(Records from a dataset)
+-------+

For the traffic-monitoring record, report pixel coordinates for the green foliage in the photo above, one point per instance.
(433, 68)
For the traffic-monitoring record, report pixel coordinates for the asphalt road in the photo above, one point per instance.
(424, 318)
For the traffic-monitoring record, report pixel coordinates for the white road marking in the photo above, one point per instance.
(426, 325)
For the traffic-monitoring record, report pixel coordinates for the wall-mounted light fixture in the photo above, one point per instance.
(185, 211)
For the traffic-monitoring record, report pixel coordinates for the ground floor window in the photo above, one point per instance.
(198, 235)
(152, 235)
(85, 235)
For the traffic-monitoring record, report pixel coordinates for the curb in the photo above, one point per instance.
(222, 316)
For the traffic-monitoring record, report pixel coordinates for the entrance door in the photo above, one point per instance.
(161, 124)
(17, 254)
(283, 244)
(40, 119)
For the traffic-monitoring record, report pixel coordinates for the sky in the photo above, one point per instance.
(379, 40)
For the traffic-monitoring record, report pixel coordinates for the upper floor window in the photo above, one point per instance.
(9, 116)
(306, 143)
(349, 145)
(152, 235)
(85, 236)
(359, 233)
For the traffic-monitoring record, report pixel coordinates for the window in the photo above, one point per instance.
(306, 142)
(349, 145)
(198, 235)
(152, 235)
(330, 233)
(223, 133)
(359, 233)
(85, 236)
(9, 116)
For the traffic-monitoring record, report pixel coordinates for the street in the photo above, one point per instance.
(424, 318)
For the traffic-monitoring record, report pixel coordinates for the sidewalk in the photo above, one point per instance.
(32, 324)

+-------+

PROBLEM REQUIREMENTS: Copy out the lines of the data verbatim, starting at the line containing "for the ground" and continuing through the last line of the data, including both.

REPLY:
For the traffic-monitoring record, report pixel coordinates for the ground floor window in the photo above, one point per instance.
(198, 235)
(152, 235)
(85, 235)
For the traffic-monitoring record, report pixel coordinates for the curb in the photo above, one point per instance.
(222, 316)
For the traffic-monitoring record, report pixel coordinates for the entrance door in the photo above, one point per instance.
(161, 124)
(17, 254)
(283, 244)
(40, 119)
For the traffic-monitoring record, report pixel coordinates for the sky in the photo above, one point per instance.
(379, 40)
For the traffic-monitoring record, report pixel coordinates for the upper floor window in the photo above, one point per instance.
(9, 116)
(306, 143)
(349, 145)
(152, 235)
(85, 236)
(359, 233)
For the traffic-monitoring record, report pixel coordinates for the window in the photo above, one point per instance.
(306, 142)
(349, 145)
(198, 235)
(152, 235)
(330, 233)
(223, 133)
(359, 233)
(85, 236)
(9, 116)
For the traffic-monitoring record, report pixel coordinates for the street in the photo above, one point per instance.
(424, 318)
For the traffic-monitoring record, report pixel coordinates for the sidewalk in the photo above, one point per instance.
(32, 324)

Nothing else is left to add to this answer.